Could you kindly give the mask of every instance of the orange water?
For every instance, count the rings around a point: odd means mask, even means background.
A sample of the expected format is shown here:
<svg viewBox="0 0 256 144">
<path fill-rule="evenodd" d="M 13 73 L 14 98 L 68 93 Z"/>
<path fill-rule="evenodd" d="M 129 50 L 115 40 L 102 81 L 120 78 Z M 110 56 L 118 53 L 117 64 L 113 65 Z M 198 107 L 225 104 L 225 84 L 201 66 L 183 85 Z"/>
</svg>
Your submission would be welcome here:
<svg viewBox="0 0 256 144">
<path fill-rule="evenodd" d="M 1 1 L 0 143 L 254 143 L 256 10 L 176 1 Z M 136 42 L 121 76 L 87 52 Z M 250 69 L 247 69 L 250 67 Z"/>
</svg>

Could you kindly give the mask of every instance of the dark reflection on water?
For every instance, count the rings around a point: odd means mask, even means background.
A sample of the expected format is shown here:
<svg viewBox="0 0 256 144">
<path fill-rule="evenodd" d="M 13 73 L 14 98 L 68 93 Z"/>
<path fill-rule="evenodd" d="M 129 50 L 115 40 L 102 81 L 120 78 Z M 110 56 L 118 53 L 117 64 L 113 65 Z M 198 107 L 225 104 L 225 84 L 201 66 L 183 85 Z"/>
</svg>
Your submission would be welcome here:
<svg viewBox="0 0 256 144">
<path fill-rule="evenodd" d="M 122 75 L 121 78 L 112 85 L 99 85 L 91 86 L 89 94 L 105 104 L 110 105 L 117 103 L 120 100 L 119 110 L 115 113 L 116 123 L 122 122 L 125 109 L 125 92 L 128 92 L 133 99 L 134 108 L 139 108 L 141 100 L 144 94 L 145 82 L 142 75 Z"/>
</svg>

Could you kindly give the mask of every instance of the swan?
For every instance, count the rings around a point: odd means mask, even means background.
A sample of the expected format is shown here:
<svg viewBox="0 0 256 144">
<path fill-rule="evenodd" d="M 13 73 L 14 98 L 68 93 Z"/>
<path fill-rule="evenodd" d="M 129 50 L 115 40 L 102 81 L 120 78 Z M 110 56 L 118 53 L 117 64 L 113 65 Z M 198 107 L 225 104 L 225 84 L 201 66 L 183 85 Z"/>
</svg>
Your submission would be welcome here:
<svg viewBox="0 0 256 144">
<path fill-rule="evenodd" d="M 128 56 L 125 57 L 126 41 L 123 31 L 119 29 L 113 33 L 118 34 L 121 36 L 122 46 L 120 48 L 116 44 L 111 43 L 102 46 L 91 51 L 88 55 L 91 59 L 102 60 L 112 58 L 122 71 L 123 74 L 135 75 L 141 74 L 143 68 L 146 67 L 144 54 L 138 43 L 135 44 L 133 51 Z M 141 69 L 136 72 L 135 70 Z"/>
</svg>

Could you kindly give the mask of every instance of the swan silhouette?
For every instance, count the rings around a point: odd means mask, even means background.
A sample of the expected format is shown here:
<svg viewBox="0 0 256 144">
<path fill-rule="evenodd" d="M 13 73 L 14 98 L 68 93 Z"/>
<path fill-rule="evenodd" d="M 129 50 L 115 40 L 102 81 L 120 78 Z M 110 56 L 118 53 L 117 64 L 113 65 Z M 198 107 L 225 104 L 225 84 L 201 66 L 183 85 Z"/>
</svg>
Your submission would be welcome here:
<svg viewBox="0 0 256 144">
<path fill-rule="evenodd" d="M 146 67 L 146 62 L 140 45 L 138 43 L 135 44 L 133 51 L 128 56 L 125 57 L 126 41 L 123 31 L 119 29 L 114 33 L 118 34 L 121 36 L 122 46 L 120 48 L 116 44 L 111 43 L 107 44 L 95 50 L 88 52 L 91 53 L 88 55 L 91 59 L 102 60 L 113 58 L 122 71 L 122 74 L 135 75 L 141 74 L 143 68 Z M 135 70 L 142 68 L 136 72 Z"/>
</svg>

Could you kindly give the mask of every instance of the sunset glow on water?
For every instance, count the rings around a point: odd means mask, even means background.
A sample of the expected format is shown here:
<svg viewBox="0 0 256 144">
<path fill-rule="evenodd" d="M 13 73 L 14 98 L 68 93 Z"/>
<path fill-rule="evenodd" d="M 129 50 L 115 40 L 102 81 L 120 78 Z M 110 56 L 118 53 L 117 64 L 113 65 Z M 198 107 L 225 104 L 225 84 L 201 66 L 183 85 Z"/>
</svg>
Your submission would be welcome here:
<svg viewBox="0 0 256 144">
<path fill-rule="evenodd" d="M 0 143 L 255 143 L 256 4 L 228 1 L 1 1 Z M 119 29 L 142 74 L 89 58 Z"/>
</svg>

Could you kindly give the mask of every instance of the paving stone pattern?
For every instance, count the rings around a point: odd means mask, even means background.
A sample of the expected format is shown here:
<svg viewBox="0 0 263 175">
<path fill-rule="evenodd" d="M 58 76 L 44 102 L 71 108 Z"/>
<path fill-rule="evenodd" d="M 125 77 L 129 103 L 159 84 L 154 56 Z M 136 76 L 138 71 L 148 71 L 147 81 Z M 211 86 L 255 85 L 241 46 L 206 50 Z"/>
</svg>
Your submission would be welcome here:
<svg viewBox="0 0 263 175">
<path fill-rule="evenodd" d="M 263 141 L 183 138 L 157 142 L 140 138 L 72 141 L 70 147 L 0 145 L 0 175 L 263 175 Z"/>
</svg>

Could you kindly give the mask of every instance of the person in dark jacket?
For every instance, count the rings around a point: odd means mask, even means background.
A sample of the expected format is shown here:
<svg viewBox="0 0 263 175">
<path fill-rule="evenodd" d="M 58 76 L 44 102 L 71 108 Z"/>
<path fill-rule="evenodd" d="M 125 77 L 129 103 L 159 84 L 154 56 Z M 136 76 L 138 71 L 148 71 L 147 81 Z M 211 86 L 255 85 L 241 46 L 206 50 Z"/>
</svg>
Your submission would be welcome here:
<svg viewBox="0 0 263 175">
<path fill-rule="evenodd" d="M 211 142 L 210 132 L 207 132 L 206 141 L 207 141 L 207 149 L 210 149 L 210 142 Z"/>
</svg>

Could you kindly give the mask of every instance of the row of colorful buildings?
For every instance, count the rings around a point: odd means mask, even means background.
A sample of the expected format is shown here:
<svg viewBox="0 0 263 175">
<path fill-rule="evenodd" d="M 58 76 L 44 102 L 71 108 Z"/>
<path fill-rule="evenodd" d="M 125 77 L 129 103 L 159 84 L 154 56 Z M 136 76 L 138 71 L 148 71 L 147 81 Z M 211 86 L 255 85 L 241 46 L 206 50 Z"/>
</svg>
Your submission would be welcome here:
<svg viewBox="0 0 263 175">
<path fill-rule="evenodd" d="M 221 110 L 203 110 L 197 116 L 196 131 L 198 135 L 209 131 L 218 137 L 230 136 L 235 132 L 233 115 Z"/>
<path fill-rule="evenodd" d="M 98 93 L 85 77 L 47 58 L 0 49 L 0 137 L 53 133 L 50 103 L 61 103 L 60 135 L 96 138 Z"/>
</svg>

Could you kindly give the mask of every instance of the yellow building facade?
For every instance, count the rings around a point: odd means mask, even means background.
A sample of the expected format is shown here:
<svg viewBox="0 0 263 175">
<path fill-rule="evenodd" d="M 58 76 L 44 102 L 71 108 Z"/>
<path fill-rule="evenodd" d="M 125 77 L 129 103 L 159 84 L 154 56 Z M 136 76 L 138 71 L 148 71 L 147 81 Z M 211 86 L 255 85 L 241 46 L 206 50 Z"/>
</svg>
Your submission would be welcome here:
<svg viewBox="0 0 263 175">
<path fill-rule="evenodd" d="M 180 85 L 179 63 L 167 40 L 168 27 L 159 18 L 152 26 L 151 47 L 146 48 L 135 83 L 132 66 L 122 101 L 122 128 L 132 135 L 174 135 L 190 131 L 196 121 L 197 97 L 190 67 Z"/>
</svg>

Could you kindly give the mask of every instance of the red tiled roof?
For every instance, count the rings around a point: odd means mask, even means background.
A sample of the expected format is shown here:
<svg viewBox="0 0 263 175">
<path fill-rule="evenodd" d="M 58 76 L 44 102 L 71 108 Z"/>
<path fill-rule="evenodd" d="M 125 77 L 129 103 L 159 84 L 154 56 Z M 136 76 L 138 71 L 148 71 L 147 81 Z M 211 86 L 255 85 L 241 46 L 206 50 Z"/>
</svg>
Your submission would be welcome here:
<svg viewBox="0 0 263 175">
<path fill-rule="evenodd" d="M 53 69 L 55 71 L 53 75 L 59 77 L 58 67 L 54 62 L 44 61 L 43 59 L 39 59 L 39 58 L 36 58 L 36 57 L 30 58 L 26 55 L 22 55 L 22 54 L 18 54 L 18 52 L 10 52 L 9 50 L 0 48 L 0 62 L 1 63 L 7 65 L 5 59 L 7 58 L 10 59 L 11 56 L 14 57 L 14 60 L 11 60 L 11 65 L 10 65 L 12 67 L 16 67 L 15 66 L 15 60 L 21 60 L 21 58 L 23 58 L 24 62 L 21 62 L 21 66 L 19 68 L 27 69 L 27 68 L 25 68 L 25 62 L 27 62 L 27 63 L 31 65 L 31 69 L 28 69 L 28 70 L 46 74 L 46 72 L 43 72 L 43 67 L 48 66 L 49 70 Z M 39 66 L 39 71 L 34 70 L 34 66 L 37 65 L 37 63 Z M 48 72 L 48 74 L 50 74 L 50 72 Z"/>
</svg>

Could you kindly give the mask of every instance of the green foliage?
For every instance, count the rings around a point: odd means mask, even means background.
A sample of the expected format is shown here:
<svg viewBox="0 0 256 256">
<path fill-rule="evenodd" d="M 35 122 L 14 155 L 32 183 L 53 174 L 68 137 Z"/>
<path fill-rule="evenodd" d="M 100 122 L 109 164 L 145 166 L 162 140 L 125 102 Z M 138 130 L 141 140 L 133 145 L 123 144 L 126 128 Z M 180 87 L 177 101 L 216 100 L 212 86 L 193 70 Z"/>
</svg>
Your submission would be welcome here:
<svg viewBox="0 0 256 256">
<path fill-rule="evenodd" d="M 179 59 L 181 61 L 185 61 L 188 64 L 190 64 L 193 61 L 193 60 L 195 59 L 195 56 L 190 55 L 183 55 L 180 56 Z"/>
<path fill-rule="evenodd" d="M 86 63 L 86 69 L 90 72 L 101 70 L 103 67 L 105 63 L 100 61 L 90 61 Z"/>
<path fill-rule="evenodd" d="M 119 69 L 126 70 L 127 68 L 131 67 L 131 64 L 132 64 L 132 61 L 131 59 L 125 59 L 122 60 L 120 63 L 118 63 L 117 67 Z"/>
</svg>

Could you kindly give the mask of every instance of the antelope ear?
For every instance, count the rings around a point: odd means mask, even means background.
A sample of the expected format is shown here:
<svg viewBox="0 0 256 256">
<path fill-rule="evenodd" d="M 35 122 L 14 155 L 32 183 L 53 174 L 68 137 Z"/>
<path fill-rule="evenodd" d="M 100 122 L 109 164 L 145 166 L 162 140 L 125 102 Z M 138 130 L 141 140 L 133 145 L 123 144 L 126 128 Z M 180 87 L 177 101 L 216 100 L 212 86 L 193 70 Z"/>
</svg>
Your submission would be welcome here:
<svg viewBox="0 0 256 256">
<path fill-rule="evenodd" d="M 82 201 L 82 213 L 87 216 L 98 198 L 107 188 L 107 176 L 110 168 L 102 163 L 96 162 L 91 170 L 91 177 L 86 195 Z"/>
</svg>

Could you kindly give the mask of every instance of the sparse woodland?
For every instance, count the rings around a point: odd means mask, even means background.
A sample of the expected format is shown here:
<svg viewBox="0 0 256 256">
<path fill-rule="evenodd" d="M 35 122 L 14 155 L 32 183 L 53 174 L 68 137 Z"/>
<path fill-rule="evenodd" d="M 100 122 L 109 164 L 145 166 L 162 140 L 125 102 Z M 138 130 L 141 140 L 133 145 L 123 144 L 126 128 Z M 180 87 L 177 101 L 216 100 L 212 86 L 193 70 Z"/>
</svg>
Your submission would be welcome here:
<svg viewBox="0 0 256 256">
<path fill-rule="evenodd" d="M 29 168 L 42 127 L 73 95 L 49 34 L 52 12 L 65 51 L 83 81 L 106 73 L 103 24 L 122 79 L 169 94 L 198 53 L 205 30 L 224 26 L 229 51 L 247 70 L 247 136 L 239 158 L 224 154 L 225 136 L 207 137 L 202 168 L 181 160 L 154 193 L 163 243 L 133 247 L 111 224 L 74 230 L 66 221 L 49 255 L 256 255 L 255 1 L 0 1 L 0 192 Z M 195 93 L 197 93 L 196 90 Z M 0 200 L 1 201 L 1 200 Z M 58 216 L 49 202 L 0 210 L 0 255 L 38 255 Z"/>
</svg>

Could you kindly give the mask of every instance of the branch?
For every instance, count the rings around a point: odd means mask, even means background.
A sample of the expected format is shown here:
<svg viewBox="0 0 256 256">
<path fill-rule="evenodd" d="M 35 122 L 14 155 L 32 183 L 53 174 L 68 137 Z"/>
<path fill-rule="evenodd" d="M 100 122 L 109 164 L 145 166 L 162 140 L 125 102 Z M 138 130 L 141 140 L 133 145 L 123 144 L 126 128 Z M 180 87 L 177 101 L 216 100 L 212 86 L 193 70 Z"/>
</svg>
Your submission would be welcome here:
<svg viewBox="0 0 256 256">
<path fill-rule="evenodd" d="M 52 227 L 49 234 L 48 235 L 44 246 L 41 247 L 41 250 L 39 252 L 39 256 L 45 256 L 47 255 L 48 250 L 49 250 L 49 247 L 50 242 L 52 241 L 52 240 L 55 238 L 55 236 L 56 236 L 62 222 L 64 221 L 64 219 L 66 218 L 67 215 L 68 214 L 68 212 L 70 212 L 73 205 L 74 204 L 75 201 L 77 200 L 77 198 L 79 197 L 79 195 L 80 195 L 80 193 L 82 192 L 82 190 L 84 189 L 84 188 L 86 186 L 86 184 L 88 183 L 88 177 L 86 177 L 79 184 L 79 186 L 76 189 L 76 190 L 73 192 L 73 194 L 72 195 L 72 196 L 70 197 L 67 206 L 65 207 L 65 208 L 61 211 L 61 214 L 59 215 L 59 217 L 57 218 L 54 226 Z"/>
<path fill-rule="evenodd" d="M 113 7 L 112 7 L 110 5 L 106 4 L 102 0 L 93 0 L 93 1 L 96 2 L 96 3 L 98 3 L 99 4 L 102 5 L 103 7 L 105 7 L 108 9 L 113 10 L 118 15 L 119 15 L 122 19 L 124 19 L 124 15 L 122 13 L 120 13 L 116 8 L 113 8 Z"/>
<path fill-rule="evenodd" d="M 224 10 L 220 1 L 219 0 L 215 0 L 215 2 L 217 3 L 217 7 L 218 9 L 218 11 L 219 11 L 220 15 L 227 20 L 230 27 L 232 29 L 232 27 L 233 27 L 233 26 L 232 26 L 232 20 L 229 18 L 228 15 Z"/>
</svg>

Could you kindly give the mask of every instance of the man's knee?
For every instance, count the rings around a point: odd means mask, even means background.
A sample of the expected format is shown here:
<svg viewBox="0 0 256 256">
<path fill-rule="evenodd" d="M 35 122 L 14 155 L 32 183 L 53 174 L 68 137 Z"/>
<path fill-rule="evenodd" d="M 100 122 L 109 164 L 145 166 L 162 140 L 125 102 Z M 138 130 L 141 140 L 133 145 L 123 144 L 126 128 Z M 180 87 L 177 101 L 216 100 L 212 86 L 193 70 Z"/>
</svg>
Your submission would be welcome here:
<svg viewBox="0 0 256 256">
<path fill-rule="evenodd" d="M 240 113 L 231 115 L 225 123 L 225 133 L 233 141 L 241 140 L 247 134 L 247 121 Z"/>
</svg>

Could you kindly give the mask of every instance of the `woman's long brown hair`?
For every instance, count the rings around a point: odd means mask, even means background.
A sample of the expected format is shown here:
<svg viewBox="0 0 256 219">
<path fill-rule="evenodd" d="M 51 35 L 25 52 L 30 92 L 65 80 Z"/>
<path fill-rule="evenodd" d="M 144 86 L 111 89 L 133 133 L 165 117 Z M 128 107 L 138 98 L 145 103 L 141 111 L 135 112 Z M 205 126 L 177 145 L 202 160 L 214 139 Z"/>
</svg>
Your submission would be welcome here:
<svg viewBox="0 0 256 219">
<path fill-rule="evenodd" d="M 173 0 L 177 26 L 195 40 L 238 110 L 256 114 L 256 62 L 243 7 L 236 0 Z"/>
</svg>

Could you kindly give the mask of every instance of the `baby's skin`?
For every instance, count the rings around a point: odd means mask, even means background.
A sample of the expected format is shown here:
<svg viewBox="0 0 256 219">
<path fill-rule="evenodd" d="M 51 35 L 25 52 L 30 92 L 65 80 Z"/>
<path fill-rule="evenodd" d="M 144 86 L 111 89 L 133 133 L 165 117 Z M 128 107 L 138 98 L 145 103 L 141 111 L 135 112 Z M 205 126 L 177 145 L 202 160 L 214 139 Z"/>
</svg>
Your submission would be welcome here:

+++

§ **What to do**
List each line above that contains the word "dark". Case counts.

§ **Task answer**
Could you kindly give the mask of every instance of the dark reflection on water?
Could you kindly give the mask of every instance of the person in dark jacket?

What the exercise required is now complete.